_YOUR INSTRUCTIONS:_ Render the lines below as a Markdown table with two columns, Row and Line text, numbering each row and skipping any blank lines. Leave the pictures out of the table.

_RECORDS PROVIDED:_
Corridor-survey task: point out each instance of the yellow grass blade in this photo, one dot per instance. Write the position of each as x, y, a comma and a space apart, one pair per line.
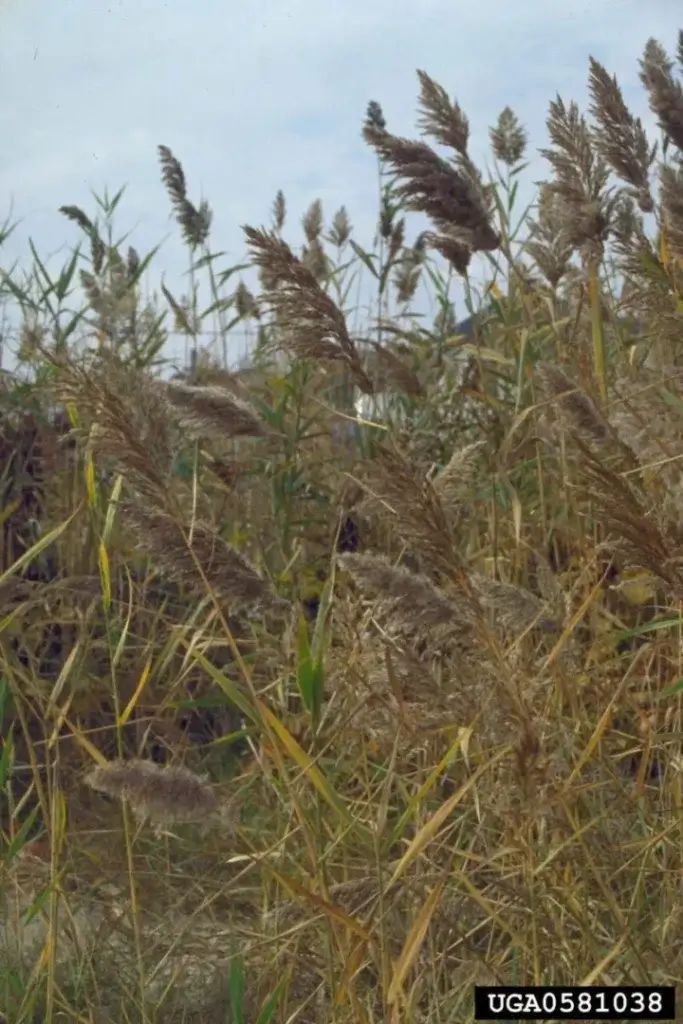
413, 942
432, 826
309, 768
141, 683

_EXERCISE RESPONSE:_
| Row | Line text |
|---|---|
| 1 | Corridor-survey task: point out each instance of the yellow grass blade in this photo, one dot per instance. Write the position of each as x, y, a comma and a space apart, one pair per line. |
| 2 | 413, 942 |
| 3 | 432, 826 |
| 4 | 309, 768 |
| 5 | 141, 683 |